*Written exercise*: Copy out word for word the lines from the one with "Do you spot any dried" up to and including the one with "[248,222,295,395]".

Items from a labeling collection:
=-=-=-=-=

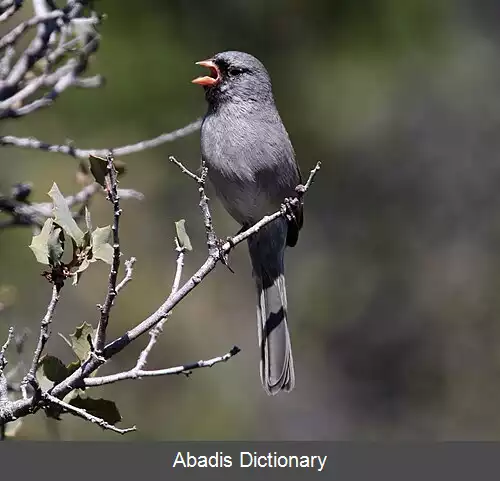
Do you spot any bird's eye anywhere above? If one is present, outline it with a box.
[227,67,243,77]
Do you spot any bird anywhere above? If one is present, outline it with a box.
[192,51,303,395]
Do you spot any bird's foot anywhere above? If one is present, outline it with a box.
[216,237,234,274]
[281,197,297,223]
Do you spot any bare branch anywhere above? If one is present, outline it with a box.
[0,182,144,228]
[43,393,136,434]
[85,346,240,387]
[169,156,217,255]
[134,239,186,371]
[0,327,14,373]
[21,284,60,387]
[0,119,201,159]
[0,7,64,50]
[115,257,137,294]
[95,154,122,355]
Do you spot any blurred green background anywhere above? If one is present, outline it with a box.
[4,0,500,440]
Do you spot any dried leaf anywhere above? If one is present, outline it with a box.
[29,219,54,264]
[69,396,122,425]
[175,219,193,251]
[85,206,92,232]
[49,182,83,246]
[89,154,108,187]
[92,225,113,264]
[47,228,64,266]
[69,322,95,361]
[40,355,69,384]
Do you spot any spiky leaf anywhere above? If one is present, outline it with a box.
[29,218,54,264]
[49,182,83,246]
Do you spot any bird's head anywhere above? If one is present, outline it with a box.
[192,51,274,104]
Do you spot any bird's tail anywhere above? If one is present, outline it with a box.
[248,222,295,395]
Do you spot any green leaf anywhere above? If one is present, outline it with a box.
[57,332,73,349]
[47,228,64,266]
[69,396,122,425]
[113,159,127,176]
[66,360,81,376]
[49,182,83,246]
[89,154,108,187]
[85,206,92,232]
[40,355,69,384]
[29,219,54,264]
[69,322,95,361]
[92,225,113,264]
[175,219,193,251]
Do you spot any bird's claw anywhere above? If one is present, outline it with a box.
[281,197,297,222]
[217,237,234,274]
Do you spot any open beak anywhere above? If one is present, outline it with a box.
[192,60,220,87]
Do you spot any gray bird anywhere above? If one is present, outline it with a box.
[193,52,303,395]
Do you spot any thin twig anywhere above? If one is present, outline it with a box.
[43,393,136,434]
[169,156,218,256]
[0,119,201,159]
[21,284,60,387]
[0,327,14,372]
[95,153,122,355]
[0,162,320,423]
[85,346,240,387]
[0,10,64,50]
[116,257,137,294]
[0,182,144,229]
[133,239,186,371]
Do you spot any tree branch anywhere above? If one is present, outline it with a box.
[43,393,136,434]
[85,346,240,387]
[95,154,122,356]
[0,119,201,159]
[21,284,61,394]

=-=-=-=-=

*Output of the exercise*:
Do you spot any dried leaf anywhere above? If one is present, outline it with a box.
[29,219,54,264]
[69,396,122,425]
[175,219,193,251]
[85,206,92,232]
[49,182,83,246]
[89,154,108,187]
[92,225,113,264]
[47,228,64,266]
[69,322,95,361]
[40,355,69,384]
Do you spot any spiky leaf anywhere above? If one is present, outline it with a box.
[29,218,54,264]
[49,182,83,246]
Do you spot any bird's head anywhere above? If one is present, outline it with a box.
[192,51,274,104]
Do you spot any bird's tail anywhere above? If one is present, outline it with a box.
[248,222,295,395]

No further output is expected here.